§ Stated task
Rewrite the entries below as a Markdown table with two columns, Row and Line. Give each line its own numbered row and leave out blank lines.

··· Provided data

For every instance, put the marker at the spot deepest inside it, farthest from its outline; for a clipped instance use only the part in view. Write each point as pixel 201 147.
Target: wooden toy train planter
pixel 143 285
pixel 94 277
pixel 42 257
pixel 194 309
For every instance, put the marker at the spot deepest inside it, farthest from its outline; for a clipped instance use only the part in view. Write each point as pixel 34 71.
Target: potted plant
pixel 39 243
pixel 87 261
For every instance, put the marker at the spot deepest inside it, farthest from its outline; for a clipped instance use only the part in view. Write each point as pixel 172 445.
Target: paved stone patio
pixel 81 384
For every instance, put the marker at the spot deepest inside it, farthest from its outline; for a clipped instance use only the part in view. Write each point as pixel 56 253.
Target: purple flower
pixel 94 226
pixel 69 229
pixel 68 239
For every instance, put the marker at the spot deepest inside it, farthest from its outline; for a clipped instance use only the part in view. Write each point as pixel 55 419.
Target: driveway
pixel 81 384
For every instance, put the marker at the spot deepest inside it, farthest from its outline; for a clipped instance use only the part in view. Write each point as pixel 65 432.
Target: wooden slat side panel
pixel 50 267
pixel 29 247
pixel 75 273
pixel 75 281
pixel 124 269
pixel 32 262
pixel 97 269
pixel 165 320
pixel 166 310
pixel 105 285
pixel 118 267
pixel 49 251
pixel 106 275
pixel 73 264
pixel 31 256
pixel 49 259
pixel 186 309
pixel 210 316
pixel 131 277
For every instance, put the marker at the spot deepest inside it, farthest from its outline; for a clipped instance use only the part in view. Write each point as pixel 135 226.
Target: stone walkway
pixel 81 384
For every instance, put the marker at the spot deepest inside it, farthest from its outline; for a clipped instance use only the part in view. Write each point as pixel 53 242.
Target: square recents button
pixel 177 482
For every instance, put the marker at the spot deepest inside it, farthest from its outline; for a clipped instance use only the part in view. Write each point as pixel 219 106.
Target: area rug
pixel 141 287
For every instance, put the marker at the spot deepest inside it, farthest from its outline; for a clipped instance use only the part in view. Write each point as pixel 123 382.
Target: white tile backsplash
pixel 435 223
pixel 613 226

······

§ Exercise solution
| Row | Line |
|---|---|
| 1 | For every instance, put the marker at the spot deepest inside it, farthest from its outline; for a clipped instance use only the part in view. Write each point as pixel 201 147. |
| 2 | Target: wooden toy train planter |
| 3 | pixel 143 285 |
| 4 | pixel 94 277 |
| 5 | pixel 42 257 |
| 6 | pixel 194 309 |
| 7 | For every instance, put the marker at the spot deepest inside it, farthest from its outline; for a clipped instance use only the part in view. Write each point as pixel 34 71. |
| 8 | Target: potted plant |
| 9 | pixel 39 243 |
| 10 | pixel 87 261 |
| 11 | For every instance, put the marker at the spot deepest inside it, farthest from its outline; for a clipped instance use only the part in view. Write each point as pixel 172 445. |
| 12 | Target: paved stone patio |
| 13 | pixel 81 384 |
| 14 | For every instance, put the marker at the spot deepest inside it, farthest from its outline; for a clipped instance use only the part in view. Write each point as pixel 56 253. |
| 15 | Target: purple flower |
| 16 | pixel 94 226 |
| 17 | pixel 69 229 |
| 18 | pixel 68 239 |
| 19 | For every instance, put the marker at the spot deepest inside it, farthest from its outline; for a clipped instance use only the part in view. Write each point as pixel 55 419. |
| 20 | Target: driveway |
| 21 | pixel 81 384 |
| 22 | For every instance, put the marker at the spot deepest inside it, farthest from its outline; for a clipped instance use only the part in view. Write each point as pixel 65 432. |
| 23 | Target: wooden slat side panel |
| 24 | pixel 50 267 |
| 25 | pixel 29 247 |
| 26 | pixel 75 273 |
| 27 | pixel 75 281 |
| 28 | pixel 124 269 |
| 29 | pixel 32 262 |
| 30 | pixel 97 269 |
| 31 | pixel 165 320 |
| 32 | pixel 166 310 |
| 33 | pixel 105 285 |
| 34 | pixel 118 267 |
| 35 | pixel 49 251 |
| 36 | pixel 106 275 |
| 37 | pixel 73 264 |
| 38 | pixel 31 256 |
| 39 | pixel 49 259 |
| 40 | pixel 186 309 |
| 41 | pixel 210 316 |
| 42 | pixel 131 277 |
| 43 | For every instance, put the marker at the spot deepest inside it, farthest from its outline; for a clipped instance use only the part in view. Write each point as pixel 135 226. |
| 44 | Target: stone walkway |
| 45 | pixel 81 384 |
| 46 | For every instance, put the marker at the spot deepest inside it, farthest from its outline; for a clipped instance use only the part in view. Write each point as pixel 53 242. |
| 47 | Target: square recents button |
| 48 | pixel 177 482 |
| 49 | For every instance, put the marker at the spot deepest inside it, farthest from its outline; for a clipped instance use only the part in view. Write each point as pixel 219 106. |
| 50 | Target: area rug |
| 51 | pixel 141 287 |
| 52 | For every instance, put the marker at the spot deepest inside it, farthest from its outline; for a clipped instance use only the part in view. Write each point as pixel 123 382. |
| 53 | Target: white tile backsplash |
| 54 | pixel 435 223 |
| 55 | pixel 613 226 |